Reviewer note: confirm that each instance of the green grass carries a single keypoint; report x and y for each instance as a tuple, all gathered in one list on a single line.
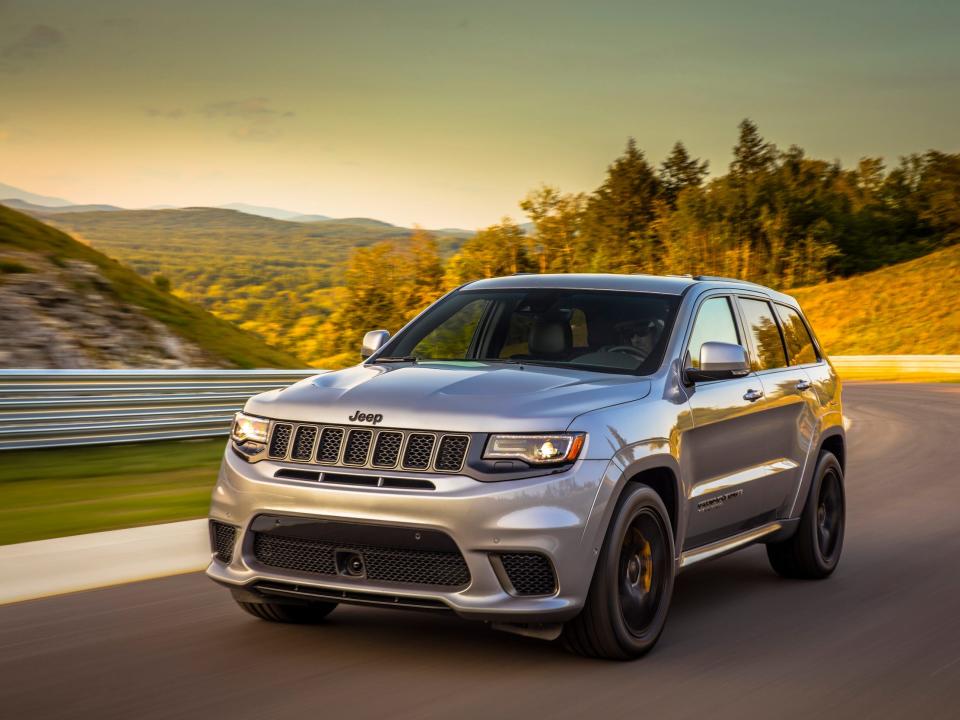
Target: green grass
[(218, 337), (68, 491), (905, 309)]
■ ■ ■ ■ ■
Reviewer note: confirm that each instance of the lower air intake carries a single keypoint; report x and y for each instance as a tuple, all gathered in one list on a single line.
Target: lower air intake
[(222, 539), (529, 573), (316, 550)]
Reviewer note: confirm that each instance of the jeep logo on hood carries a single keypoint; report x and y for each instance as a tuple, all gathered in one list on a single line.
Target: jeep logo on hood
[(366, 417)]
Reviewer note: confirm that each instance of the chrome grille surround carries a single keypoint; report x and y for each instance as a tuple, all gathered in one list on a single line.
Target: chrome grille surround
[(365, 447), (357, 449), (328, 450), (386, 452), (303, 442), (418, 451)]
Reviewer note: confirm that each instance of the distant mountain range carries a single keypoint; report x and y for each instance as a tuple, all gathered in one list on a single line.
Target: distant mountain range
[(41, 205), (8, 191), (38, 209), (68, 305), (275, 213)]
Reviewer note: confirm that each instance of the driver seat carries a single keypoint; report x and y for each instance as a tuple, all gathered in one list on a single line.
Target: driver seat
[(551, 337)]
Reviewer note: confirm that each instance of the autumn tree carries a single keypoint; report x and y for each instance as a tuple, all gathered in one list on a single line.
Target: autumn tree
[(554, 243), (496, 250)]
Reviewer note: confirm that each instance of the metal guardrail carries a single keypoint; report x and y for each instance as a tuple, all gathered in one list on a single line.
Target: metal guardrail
■ ■ ■ ■ ■
#### Problem to work on
Reproduce everything from the line containing "Reviewer note: confirm that each instance of the jeep" down to the line containing "442), (418, 451)]", substituting "marker" for "keypoint" and leaving the rest of those records unchanged.

#### Exercise output
Reviewer note: confirm that each instance of the jeep logo on hood carries a single marker; report x and y for each instance as a tuple, all gathered in one list on a single line.
Target: jeep logo on hood
[(366, 417)]
Reviewer note: confirm that each instance of the chrome grille surround carries a single marker; report x and y for each instance as a tuple, all gathered in one list on a single line.
Target: chrome grille surround
[(365, 447), (357, 449), (328, 450), (386, 452), (303, 442), (418, 451)]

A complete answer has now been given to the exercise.